▶ **Task objective**
Copy out every record below verbatim, line for line.

▶ **Data for this task**
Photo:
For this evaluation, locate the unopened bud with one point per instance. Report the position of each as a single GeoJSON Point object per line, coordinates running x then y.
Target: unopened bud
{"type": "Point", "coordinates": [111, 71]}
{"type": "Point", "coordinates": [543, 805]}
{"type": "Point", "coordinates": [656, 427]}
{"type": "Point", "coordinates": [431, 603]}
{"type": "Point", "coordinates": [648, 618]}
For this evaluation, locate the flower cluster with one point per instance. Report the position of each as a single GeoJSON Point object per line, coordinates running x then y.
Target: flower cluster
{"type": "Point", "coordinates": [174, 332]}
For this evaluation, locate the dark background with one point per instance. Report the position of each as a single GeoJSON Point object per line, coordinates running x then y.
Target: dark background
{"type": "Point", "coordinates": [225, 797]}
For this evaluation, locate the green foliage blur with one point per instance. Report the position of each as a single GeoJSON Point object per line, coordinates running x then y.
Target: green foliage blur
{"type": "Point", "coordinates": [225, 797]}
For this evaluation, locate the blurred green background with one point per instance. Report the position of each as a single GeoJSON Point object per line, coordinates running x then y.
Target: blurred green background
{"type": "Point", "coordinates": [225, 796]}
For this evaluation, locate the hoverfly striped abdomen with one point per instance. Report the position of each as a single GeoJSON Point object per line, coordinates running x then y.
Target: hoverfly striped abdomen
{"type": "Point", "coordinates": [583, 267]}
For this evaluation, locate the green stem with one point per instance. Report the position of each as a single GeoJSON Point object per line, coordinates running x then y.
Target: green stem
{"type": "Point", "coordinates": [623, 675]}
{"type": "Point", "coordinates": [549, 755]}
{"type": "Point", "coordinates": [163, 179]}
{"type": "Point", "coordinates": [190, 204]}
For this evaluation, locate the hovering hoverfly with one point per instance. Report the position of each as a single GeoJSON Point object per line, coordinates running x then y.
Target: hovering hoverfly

▶ **Correct output**
Photo:
For this evaluation, locate the unopened bud with one point per instance. Report the position of each as a single GeoJSON Point object per line, coordinates running x then y.
Target: unopened bud
{"type": "Point", "coordinates": [111, 71]}
{"type": "Point", "coordinates": [543, 805]}
{"type": "Point", "coordinates": [656, 427]}
{"type": "Point", "coordinates": [431, 603]}
{"type": "Point", "coordinates": [648, 618]}
For this evaluation, locate the flower cluster with one point per instance. Report the position of each as a single GeoJSON Point object per line, coordinates running x then y.
Target: flower cluster
{"type": "Point", "coordinates": [174, 332]}
For this evaluation, locate the dark background with one point per instance. Report the position of each as a single GeoJSON Point object per line, coordinates running x then y.
Target: dark background
{"type": "Point", "coordinates": [225, 797]}
For this evaluation, locate the green foliage blur with one point per instance. Report the position of each as a single GeoJSON Point object per line, coordinates running x then y.
Target: green foliage blur
{"type": "Point", "coordinates": [225, 797]}
For this evaluation, locate the blurred green background with one point per instance. Report the position of each as a single GeoJSON Point object per line, coordinates running x then y.
Target: blurred green background
{"type": "Point", "coordinates": [225, 796]}
For this evaluation, locate the hoverfly striped abdomen with one point per instance. Report the position of each as a single GeoJSON Point object per line, coordinates running x then y.
Target: hoverfly striped abdomen
{"type": "Point", "coordinates": [583, 267]}
For this evaluation, locate the green stem with one point per instance. Report the position of each as a single GeoJSON Point object per line, coordinates running x then y.
Target: green stem
{"type": "Point", "coordinates": [623, 675]}
{"type": "Point", "coordinates": [549, 755]}
{"type": "Point", "coordinates": [163, 179]}
{"type": "Point", "coordinates": [190, 204]}
For this evaluation, locate the hovering hoverfly with one point per instance. Report the position of each as a single GeoJSON Point object per line, coordinates running x then y.
Target: hovering hoverfly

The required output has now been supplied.